(DATA FOR THIS EXERCISE):
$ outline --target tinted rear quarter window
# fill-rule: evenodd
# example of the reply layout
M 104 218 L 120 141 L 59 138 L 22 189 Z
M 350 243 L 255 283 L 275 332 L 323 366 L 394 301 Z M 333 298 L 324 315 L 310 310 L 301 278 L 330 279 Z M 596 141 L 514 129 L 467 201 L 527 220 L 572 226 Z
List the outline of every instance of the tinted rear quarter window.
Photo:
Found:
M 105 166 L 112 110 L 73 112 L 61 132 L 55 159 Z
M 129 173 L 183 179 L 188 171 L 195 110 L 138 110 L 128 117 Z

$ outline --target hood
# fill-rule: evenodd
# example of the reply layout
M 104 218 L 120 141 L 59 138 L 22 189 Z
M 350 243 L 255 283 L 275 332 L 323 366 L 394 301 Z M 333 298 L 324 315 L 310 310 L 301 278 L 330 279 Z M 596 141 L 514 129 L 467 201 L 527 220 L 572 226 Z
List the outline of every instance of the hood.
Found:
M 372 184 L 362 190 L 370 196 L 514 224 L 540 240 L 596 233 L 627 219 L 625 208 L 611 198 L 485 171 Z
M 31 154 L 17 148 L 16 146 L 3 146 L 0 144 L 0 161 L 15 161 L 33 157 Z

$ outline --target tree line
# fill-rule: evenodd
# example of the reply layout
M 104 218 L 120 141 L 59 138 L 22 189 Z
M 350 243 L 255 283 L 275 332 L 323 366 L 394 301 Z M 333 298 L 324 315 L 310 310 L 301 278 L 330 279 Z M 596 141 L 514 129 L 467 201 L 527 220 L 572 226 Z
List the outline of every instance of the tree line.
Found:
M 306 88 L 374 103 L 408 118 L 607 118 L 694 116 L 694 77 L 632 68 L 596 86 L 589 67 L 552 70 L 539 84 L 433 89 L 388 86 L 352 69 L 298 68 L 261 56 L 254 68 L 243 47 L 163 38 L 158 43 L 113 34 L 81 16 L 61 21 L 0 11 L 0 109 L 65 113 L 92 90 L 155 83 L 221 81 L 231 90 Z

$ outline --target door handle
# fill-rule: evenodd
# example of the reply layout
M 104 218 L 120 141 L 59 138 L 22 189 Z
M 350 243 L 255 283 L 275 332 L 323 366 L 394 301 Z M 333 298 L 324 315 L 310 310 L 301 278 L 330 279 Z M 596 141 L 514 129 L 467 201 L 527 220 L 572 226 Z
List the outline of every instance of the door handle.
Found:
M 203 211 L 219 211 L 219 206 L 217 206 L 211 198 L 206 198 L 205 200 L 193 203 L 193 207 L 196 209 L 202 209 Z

(AIM OF THE EXERCISE):
Copy the listing above, reproducing every line without any change.

(OUTPUT OF THE EXERCISE):
$ outline --target tinted rear quarter window
# fill-rule: evenodd
# example of the reply layout
M 104 218 L 120 141 L 59 138 L 22 189 Z
M 350 243 L 255 283 L 275 332 L 323 366 L 394 301 Z M 333 298 L 324 315 L 310 310 L 301 278 L 330 279 Z M 596 141 L 514 129 L 467 201 L 527 220 L 572 226 Z
List the outline of every instance of the tinted rear quarter window.
Photo:
Found:
M 105 166 L 112 110 L 73 112 L 61 132 L 55 159 Z
M 129 173 L 183 179 L 188 171 L 195 110 L 138 110 L 128 117 Z

$ outline --target hood
# fill-rule: evenodd
# example of the reply layout
M 104 218 L 120 141 L 59 138 L 22 189 Z
M 350 243 L 255 283 L 275 332 L 323 366 L 394 301 Z M 333 298 L 324 315 L 310 310 L 301 278 L 330 279 Z M 596 141 L 514 129 L 467 201 L 527 220 L 572 226 Z
List the outline of every instance of the hood.
Found:
M 372 184 L 362 190 L 370 196 L 514 224 L 540 240 L 596 233 L 627 219 L 625 208 L 611 198 L 485 171 Z
M 31 154 L 17 148 L 16 146 L 3 146 L 0 144 L 0 161 L 15 161 L 33 157 Z

$ outline --target tree line
# fill-rule: evenodd
# example of the reply layout
M 104 218 L 120 141 L 59 138 L 22 189 Z
M 350 243 L 255 283 L 275 332 L 323 366 L 394 301 Z M 333 298 L 324 315 L 310 310 L 301 278 L 330 279 Z M 596 141 L 514 129 L 467 201 L 527 220 L 572 226 Z
List the outline of every instance of the tree line.
Found:
M 306 88 L 374 103 L 408 118 L 607 118 L 694 116 L 694 77 L 632 68 L 596 86 L 589 67 L 552 70 L 539 84 L 433 89 L 388 86 L 352 69 L 298 68 L 261 56 L 254 68 L 243 47 L 163 38 L 158 43 L 113 34 L 81 16 L 61 21 L 0 11 L 0 109 L 65 113 L 92 90 L 155 83 L 221 81 L 231 90 Z

$ outline --target door handle
# fill-rule: evenodd
# example of the reply layout
M 104 218 L 120 141 L 59 138 L 22 189 Z
M 350 243 L 255 283 L 275 332 L 323 366 L 394 301 Z M 333 298 L 324 315 L 310 310 L 301 278 L 330 279 Z M 596 141 L 514 129 L 467 201 L 527 220 L 572 226 Z
List the outline of every instance of the door handle.
Found:
M 203 211 L 219 211 L 219 206 L 217 206 L 211 198 L 206 198 L 205 200 L 193 203 L 193 207 L 196 209 L 202 209 Z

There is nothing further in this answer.